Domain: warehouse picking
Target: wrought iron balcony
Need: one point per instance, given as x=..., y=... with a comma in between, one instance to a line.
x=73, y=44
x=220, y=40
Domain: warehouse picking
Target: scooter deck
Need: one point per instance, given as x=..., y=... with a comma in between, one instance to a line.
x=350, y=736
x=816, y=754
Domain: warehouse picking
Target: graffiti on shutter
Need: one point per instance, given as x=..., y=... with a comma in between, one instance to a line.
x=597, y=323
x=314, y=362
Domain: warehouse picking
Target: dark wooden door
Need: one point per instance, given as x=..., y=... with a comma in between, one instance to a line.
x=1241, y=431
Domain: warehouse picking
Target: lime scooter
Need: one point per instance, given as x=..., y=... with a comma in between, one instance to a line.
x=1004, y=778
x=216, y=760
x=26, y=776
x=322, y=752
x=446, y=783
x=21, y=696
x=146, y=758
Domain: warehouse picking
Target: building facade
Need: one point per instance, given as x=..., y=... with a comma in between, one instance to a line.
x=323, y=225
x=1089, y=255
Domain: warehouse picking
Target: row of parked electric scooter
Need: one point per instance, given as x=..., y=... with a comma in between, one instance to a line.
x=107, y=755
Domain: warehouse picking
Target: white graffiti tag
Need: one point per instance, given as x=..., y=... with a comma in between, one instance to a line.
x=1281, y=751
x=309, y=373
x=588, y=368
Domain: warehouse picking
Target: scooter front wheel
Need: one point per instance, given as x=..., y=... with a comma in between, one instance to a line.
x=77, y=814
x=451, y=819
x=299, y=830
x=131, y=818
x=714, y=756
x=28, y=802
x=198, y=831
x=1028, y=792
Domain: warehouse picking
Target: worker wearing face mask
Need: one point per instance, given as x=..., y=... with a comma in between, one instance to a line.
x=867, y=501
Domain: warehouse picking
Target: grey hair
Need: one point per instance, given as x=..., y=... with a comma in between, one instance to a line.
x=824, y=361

● Your objective
Convert every record above into a two-column CSV with the header record_text,answer. Give one row per record, with its text and its answer each in a single quoted field and line breaks replaced by spaces.

● Task output
record_text,answer
"Domain: warehouse picking Target: wrought iron balcony Need: one point per instance, given as x=..., y=... with a comma in between, one instance to a line.","x=73, y=44 x=220, y=40"
"Domain: warehouse picking Target: scooter deck Need: one point per instance, given as x=..., y=... with a comma in between, one instance to a line.","x=350, y=736 x=816, y=754"
"Domain: warehouse picking Target: graffiti on shutter Need: one point per instance, given as x=..., y=... with a comma in between, one instance to a line.","x=597, y=323 x=314, y=362"
"Domain: warehouse picking Target: dark wooden door Need: one point per instance, given as x=..., y=... with a comma in between, one instance to a line.","x=1241, y=431"
"Domain: warehouse picking Target: lime scooter Need: one point per instance, given as x=..., y=... with a comma in between, one instance to a line.","x=1004, y=778 x=216, y=760 x=26, y=776 x=322, y=752 x=446, y=783 x=21, y=696 x=146, y=758"
"Domain: warehouse picking Target: building facade Need: one point per instance, given as x=..., y=... with a comma in between, one instance to a line.","x=323, y=225 x=1089, y=255"
"Domain: warehouse picking Target: row of parked electric scooter Need: one point per instance, given as x=..., y=... with a comma in between, one instance to a line.","x=107, y=755"
"Domain: warehouse picking Target: white graffiti tag Need: one point per instance, given as x=..., y=... with a comma in between, one instance to a line.","x=1281, y=751 x=309, y=373 x=588, y=368"
"Domain: warehouse picking Target: scooter front wheel Need: one point per instance, given as x=..., y=... with a comma in between, one instance to a line.","x=77, y=814 x=451, y=819 x=299, y=830 x=131, y=818 x=714, y=756 x=28, y=802 x=198, y=831 x=1028, y=792"
"Domain: warehouse picking Target: worker wearing face mask Need: one point per instance, given as x=..., y=... with a comma in between, one instance to a line.","x=867, y=501"
"Domain: warehouse picking Target: grey hair Need: one point per instance, given as x=..., y=... with a comma in between, one instance to a line.","x=824, y=361"